● **DATASET RECORDS**

•••••

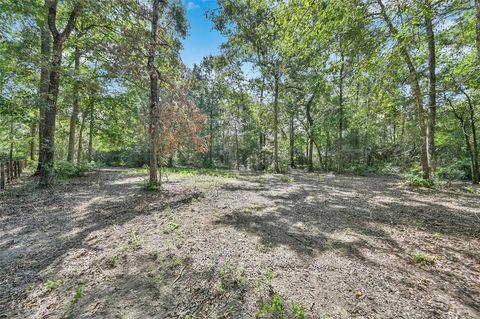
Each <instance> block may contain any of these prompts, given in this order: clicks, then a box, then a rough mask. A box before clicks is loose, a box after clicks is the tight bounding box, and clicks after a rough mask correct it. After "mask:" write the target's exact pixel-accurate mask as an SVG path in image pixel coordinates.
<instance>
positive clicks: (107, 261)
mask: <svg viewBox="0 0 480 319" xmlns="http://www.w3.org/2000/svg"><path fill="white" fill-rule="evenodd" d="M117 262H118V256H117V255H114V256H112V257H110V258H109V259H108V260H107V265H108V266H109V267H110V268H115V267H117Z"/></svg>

•••••

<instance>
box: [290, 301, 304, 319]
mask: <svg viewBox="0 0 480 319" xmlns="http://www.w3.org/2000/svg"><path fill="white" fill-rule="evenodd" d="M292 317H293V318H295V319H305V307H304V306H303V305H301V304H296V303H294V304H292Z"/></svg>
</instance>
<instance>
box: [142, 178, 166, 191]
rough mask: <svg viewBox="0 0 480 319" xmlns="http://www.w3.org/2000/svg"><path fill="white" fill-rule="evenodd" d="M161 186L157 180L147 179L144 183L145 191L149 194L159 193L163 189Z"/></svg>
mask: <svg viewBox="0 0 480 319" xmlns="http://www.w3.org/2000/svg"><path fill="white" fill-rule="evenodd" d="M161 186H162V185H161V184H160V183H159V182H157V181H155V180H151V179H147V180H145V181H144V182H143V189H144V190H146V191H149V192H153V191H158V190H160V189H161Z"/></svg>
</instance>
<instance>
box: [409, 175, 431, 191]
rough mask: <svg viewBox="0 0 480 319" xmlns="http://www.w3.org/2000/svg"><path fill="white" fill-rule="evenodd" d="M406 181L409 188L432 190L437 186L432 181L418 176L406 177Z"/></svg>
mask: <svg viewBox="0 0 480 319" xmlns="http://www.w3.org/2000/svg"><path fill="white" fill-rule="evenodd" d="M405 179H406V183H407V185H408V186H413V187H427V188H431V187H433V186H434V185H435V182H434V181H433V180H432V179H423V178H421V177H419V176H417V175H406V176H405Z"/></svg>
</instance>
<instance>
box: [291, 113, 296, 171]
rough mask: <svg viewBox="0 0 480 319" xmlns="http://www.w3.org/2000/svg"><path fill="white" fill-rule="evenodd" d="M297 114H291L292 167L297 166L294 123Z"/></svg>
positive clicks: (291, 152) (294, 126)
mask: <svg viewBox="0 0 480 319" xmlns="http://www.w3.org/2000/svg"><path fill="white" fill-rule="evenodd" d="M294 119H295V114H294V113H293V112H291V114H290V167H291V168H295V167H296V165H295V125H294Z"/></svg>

•••••

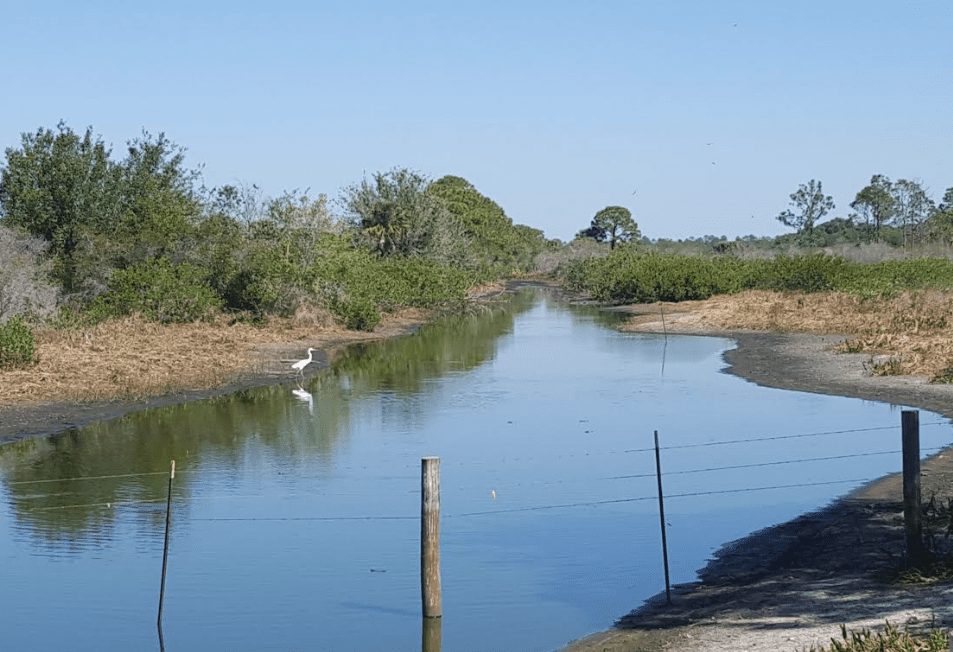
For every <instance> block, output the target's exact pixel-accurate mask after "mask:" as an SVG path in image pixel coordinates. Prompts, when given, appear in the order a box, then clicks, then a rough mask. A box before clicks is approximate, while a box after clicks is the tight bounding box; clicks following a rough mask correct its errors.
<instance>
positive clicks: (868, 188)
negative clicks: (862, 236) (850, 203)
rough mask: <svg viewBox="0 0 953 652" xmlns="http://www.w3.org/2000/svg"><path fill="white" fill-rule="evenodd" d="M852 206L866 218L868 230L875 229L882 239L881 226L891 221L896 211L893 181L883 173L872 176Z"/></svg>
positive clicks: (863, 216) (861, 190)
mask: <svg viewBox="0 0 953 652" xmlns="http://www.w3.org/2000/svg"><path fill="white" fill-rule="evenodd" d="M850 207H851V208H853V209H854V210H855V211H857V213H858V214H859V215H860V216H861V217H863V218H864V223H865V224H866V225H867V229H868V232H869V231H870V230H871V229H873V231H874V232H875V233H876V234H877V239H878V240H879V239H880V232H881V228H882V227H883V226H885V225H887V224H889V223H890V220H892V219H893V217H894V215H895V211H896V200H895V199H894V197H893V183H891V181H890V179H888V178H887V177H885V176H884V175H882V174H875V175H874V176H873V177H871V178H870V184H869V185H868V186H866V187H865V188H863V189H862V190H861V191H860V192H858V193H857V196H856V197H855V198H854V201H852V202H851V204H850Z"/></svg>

•••••

Go through the material above and output exactly the lines from the one containing "box: [291, 113, 296, 171]" through the one containing "114H291L292 167L297 166L294".

box: [291, 113, 296, 171]
rough mask: <svg viewBox="0 0 480 319" xmlns="http://www.w3.org/2000/svg"><path fill="white" fill-rule="evenodd" d="M297 114H291L292 167L297 166L294 123Z"/></svg>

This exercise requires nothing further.